== Brief ==
Search the entries below for "stalk" and copy each matching line.

[Region pointing data]
====

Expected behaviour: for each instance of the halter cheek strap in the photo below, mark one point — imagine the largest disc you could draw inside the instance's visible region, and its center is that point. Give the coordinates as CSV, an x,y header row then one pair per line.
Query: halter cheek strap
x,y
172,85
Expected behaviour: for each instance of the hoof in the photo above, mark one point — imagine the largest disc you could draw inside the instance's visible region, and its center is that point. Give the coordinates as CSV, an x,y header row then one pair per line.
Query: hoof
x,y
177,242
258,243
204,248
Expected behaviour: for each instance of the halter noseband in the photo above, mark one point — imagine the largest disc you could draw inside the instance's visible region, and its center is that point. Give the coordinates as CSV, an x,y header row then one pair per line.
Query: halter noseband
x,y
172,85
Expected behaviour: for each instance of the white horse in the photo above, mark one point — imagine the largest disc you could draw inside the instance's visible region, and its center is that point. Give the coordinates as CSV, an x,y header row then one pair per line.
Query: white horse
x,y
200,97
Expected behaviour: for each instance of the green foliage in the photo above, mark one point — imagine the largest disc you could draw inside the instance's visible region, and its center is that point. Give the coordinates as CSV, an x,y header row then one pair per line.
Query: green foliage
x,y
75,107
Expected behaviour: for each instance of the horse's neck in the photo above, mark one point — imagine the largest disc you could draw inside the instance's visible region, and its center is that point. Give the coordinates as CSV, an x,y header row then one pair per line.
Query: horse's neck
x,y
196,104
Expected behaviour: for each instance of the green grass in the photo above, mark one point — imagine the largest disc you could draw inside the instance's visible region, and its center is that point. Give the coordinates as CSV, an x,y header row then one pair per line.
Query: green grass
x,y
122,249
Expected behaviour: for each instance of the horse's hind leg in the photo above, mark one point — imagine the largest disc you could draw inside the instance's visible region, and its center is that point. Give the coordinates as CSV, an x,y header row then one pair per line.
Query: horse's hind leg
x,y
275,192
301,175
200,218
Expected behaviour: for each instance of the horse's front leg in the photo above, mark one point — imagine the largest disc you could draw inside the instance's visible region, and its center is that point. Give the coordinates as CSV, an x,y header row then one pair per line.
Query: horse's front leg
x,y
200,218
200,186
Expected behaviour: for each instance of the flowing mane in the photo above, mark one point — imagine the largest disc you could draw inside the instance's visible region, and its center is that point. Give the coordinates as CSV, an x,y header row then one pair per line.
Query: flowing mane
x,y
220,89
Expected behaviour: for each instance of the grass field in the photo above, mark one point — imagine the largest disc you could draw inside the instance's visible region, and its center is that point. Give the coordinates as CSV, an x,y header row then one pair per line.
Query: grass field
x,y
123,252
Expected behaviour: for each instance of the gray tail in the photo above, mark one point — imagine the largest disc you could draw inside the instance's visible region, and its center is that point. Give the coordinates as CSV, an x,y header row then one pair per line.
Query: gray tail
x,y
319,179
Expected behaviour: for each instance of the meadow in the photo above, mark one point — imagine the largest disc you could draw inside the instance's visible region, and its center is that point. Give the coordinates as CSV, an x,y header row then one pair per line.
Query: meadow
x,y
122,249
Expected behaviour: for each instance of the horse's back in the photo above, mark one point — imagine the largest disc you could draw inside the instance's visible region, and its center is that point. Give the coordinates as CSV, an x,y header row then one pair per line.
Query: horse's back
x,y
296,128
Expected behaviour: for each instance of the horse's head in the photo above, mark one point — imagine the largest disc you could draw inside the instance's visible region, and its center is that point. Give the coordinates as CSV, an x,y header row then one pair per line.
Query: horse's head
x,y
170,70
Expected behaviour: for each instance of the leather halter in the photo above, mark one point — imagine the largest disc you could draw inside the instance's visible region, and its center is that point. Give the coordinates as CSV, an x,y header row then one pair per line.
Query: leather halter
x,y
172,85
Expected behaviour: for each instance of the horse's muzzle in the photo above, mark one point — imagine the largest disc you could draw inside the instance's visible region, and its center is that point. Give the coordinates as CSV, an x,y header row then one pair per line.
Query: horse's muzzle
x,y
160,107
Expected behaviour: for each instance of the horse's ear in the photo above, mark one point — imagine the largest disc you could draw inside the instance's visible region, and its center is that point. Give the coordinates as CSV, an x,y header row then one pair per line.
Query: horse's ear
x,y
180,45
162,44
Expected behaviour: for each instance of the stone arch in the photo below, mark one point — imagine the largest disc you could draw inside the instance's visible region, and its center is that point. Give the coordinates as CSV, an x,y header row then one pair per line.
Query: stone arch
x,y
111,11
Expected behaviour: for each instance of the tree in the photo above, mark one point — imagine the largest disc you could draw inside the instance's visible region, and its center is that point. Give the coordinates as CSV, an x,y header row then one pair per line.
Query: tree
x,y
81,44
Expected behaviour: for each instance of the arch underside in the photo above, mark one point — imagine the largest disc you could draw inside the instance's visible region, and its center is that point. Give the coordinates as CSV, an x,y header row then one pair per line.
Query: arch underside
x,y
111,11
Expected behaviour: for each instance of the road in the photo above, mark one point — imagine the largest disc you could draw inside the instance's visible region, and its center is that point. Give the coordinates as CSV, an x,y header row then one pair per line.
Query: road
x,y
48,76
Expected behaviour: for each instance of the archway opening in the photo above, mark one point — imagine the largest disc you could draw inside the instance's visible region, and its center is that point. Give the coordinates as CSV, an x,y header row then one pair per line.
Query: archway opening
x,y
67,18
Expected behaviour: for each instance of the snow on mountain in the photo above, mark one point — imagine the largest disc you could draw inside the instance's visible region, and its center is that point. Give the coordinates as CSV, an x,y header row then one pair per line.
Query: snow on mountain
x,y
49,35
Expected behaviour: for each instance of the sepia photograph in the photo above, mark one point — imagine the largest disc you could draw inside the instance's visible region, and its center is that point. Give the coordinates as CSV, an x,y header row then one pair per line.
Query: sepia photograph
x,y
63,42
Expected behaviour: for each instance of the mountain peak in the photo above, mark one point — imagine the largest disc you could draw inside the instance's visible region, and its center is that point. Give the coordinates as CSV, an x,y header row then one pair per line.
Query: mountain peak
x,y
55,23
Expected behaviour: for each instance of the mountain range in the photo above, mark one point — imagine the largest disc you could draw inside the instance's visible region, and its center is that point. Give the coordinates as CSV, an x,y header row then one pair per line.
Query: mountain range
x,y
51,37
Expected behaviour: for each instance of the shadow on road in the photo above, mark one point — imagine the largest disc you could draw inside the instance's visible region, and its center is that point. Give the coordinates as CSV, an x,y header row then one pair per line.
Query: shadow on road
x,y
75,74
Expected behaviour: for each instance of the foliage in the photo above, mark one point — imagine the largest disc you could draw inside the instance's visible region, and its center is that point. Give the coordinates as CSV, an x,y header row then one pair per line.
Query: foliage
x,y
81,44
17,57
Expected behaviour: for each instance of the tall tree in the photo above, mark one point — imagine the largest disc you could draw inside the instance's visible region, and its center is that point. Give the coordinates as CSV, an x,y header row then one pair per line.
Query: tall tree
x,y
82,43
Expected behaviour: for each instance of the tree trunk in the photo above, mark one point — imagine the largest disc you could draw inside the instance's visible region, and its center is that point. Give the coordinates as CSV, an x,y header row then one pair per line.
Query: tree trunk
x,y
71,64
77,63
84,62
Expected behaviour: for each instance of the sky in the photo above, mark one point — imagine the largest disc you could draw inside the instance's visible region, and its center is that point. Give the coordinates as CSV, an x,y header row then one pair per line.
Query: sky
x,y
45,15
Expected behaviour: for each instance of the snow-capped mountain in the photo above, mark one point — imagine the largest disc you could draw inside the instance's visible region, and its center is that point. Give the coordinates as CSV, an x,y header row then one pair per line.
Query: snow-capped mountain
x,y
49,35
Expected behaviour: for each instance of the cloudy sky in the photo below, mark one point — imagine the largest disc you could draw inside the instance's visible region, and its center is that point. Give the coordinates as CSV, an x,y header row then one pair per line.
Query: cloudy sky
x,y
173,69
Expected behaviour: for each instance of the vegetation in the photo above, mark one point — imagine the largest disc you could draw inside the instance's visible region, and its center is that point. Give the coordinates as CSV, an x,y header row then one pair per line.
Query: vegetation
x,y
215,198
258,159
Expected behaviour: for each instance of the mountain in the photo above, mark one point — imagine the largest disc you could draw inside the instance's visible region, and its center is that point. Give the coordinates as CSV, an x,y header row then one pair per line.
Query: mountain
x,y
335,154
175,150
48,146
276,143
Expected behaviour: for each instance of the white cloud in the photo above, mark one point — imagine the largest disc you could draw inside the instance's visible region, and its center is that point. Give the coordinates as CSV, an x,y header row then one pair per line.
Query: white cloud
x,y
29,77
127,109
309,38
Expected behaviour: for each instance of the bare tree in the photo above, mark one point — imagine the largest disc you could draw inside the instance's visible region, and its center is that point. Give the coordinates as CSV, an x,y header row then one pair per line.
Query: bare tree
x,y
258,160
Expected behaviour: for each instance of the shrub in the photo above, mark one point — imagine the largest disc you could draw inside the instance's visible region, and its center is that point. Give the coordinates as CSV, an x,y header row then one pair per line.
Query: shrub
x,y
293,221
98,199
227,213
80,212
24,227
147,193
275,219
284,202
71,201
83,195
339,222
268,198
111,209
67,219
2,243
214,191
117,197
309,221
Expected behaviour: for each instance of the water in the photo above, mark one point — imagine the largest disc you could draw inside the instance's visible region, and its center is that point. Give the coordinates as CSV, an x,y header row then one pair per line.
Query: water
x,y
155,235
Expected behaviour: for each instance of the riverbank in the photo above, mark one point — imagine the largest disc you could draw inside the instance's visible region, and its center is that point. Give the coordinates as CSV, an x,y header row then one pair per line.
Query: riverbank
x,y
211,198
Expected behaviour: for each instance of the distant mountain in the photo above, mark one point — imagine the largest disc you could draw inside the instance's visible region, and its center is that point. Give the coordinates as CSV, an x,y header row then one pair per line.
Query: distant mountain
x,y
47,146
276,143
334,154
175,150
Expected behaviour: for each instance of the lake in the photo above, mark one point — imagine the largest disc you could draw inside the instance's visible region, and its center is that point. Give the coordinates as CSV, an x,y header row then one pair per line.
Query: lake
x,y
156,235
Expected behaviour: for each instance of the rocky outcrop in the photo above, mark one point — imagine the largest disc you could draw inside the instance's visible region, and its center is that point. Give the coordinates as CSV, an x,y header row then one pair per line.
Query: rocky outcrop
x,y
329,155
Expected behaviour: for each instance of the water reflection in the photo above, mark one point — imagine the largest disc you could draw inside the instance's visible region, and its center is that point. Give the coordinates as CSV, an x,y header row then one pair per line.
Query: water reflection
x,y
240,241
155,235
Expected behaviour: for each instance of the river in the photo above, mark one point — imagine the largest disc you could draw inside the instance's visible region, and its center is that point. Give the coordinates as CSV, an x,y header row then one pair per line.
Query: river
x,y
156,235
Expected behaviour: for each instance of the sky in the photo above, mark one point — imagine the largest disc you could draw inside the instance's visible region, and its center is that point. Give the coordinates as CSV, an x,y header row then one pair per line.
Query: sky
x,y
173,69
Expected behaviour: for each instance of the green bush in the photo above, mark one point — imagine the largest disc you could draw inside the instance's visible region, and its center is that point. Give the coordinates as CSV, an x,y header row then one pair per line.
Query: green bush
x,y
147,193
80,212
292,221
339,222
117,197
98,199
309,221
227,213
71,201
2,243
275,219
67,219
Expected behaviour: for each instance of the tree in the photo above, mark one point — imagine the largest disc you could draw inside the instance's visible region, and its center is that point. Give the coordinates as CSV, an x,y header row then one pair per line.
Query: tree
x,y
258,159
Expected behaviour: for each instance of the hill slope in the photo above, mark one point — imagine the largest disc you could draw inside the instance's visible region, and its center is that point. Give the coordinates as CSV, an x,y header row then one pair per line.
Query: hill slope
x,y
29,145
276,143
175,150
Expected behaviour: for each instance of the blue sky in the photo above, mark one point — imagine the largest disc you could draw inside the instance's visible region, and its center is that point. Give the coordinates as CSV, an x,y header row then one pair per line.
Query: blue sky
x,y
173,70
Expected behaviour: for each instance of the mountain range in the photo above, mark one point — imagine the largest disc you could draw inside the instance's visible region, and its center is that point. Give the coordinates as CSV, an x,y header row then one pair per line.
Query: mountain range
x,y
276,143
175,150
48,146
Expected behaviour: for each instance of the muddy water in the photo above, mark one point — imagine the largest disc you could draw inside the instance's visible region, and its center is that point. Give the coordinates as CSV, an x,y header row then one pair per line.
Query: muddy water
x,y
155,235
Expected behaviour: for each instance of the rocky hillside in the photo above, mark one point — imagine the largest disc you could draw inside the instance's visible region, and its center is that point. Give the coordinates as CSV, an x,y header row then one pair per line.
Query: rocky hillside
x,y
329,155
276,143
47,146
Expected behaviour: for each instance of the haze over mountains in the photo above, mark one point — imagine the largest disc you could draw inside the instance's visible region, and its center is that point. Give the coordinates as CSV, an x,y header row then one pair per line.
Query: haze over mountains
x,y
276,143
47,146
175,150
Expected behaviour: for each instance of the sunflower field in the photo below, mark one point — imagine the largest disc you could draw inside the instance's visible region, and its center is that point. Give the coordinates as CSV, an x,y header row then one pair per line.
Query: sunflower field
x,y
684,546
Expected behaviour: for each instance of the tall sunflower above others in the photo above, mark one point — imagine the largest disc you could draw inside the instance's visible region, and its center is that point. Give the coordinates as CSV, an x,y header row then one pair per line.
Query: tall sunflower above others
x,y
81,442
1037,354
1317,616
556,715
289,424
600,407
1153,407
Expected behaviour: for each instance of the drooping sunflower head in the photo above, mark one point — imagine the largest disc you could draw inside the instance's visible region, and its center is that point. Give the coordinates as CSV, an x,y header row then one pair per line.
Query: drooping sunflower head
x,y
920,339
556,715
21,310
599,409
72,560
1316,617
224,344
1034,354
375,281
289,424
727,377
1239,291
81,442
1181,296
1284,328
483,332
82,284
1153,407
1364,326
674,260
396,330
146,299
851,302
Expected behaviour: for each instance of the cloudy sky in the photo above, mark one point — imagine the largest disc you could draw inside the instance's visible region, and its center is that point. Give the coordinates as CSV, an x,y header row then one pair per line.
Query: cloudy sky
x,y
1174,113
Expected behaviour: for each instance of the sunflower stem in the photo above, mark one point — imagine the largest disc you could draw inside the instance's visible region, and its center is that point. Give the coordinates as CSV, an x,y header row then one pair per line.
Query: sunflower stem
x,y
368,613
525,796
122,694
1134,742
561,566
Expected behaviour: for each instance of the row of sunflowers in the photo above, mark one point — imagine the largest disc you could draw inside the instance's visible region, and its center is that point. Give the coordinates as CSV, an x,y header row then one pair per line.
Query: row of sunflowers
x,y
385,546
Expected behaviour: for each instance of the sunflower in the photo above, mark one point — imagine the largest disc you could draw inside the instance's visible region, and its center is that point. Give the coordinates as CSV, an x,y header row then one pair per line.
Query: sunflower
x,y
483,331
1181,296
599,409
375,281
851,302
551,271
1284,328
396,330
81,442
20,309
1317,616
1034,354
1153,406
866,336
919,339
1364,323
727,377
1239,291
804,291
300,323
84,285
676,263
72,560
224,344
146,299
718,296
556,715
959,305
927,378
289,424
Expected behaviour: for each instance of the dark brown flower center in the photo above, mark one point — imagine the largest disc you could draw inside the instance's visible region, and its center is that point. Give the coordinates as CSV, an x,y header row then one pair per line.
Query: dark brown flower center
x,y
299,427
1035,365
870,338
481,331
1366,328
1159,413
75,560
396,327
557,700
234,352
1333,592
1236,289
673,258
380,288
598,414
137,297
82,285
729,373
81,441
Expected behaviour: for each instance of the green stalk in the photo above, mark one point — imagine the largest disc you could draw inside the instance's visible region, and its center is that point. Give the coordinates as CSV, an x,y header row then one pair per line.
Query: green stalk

====

== Solution to the exercise ==
Expected behaviour: for each instance of the green stalk in the photo above, mark one point — imagine the largest disc you could draw inside the instance's visible region, and its center is that point. Give the coordinates as CSV, an x,y header row then one pair per line.
Query: green stalk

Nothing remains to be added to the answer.